§ How to complete this task
Beginning at the line containing "positive clicks: (457, 234)", restate each line of the listing below word for word until the last one has been given.

§ Supplied data

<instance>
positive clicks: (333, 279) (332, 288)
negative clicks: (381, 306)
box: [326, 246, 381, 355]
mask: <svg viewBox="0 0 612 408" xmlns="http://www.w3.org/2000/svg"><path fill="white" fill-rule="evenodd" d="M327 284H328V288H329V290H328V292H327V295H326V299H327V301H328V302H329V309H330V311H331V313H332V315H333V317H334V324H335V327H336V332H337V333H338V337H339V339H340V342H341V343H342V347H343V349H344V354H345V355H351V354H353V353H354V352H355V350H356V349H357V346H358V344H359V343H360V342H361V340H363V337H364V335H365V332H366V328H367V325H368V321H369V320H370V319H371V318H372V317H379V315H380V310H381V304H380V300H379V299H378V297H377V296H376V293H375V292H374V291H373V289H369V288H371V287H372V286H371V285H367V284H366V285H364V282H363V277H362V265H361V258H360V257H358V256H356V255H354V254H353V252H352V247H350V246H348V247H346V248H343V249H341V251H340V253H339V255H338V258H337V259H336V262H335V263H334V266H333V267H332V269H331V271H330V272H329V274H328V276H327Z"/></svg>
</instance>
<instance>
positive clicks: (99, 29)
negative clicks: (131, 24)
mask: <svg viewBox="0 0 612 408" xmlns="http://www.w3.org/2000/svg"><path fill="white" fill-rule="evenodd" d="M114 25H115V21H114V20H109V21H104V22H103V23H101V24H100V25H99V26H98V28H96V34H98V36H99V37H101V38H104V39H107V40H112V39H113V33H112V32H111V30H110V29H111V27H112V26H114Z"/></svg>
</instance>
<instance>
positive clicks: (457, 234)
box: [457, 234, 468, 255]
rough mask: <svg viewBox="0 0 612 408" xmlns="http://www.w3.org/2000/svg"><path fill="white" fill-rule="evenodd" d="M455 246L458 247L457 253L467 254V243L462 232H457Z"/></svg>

§ Answer to this problem
positive clicks: (457, 234)
box: [457, 234, 468, 255]
rough mask: <svg viewBox="0 0 612 408" xmlns="http://www.w3.org/2000/svg"><path fill="white" fill-rule="evenodd" d="M455 246L458 247L457 253L467 254V243L462 232H457Z"/></svg>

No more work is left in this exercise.